◆ Exercise objective
Locate the line that contains "TARGET: wooden plank". Reproduce it and all following lines up to the end of the material, exactly and with nothing added.

◆ Supplied material
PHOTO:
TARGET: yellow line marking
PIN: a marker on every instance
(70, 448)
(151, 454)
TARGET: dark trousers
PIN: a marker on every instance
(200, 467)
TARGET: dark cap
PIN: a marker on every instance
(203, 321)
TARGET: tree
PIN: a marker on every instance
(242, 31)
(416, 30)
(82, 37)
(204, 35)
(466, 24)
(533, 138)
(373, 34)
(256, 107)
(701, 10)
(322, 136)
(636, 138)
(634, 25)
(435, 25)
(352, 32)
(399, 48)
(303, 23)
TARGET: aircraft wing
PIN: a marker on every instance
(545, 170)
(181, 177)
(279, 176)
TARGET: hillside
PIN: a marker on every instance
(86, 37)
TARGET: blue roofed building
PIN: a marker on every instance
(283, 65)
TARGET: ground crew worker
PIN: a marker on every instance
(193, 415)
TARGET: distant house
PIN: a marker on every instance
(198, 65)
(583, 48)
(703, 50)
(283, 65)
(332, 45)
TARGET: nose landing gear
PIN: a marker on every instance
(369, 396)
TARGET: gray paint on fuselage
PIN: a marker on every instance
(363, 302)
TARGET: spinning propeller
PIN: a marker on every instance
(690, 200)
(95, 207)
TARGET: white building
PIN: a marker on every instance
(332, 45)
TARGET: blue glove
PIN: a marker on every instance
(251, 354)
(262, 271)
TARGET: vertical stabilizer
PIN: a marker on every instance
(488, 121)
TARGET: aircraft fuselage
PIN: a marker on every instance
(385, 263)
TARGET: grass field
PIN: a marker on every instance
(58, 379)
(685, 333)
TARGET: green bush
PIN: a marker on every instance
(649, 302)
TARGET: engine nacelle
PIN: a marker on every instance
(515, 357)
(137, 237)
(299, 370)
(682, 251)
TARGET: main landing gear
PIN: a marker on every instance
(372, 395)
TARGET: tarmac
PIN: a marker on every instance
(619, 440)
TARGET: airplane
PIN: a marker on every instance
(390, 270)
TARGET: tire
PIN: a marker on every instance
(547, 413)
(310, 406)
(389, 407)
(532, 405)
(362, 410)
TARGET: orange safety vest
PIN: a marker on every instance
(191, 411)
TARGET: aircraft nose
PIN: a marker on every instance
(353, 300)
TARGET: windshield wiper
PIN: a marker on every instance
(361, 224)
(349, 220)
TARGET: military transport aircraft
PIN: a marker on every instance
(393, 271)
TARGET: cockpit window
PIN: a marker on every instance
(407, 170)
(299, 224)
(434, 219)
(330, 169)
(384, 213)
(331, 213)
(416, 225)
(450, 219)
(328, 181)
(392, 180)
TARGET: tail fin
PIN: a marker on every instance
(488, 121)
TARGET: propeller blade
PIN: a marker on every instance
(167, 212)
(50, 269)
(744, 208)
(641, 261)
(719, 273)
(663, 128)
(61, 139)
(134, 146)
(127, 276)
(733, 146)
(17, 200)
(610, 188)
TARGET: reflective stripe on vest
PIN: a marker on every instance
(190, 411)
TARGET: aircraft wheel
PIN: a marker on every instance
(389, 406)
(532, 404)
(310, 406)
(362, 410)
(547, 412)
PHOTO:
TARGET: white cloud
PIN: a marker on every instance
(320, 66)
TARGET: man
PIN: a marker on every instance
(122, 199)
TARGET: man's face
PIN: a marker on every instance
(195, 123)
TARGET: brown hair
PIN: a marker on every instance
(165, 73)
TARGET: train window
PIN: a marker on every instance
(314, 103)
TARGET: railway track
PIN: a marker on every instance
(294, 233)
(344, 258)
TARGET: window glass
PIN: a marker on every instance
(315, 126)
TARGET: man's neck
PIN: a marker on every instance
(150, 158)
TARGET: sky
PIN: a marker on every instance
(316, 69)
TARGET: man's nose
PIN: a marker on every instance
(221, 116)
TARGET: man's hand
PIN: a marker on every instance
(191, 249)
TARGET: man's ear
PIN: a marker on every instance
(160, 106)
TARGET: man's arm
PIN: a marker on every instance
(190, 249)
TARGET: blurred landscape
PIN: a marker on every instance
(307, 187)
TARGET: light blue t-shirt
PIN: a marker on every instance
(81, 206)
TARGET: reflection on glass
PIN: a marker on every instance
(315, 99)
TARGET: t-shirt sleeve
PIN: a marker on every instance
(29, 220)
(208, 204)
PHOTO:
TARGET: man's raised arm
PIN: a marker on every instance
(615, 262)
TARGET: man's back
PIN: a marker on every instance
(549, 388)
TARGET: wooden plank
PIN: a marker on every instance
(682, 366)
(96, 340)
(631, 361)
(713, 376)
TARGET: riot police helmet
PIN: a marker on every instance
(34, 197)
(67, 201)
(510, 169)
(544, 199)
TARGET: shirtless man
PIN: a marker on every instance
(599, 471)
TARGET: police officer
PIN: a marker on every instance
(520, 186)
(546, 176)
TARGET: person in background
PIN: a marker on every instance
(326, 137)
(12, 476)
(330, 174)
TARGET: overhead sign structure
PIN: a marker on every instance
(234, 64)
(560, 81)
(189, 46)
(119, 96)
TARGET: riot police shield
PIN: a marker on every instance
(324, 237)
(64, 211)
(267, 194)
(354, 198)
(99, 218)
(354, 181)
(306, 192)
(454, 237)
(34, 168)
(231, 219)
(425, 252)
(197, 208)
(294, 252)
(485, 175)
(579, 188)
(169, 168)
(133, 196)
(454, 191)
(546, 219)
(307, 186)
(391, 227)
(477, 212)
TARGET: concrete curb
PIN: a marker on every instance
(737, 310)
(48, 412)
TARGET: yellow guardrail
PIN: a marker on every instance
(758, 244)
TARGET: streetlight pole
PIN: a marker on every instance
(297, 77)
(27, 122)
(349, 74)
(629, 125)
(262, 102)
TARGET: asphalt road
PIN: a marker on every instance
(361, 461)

◆ Reply to the exercise
TARGET: wooden plank
PIN: a marker on every instance
(682, 366)
(96, 340)
(631, 361)
(713, 376)
TARGET: riot police helmet
PIN: a marker on every instance
(34, 197)
(67, 201)
(510, 169)
(544, 199)
TARGET: shirtless man
PIN: a marker on every instance
(599, 471)
TARGET: police officer
PIN: a marker on every instance
(520, 186)
(546, 176)
TARGET: person in background
PIN: a marker on every instance
(326, 137)
(12, 476)
(330, 174)
TARGET: overhead sign structure
PIN: a marker on every instance
(234, 64)
(560, 81)
(189, 46)
(119, 96)
TARGET: riot police shield
PIN: a marker on every instance
(324, 237)
(64, 211)
(267, 194)
(354, 198)
(99, 218)
(354, 181)
(306, 192)
(454, 237)
(34, 168)
(231, 219)
(425, 252)
(197, 208)
(294, 252)
(485, 175)
(579, 188)
(169, 168)
(133, 196)
(454, 191)
(546, 219)
(307, 186)
(391, 227)
(477, 212)
TARGET: concrete curb
PIN: a marker on every instance
(737, 310)
(48, 412)
TARGET: yellow guardrail
PIN: a marker on every instance
(758, 244)
TARGET: streetlight pole
PIN: a marker on every instance
(297, 77)
(27, 122)
(349, 74)
(629, 125)
(262, 102)
TARGET: asphalt road
PIN: a marker on every instance
(361, 461)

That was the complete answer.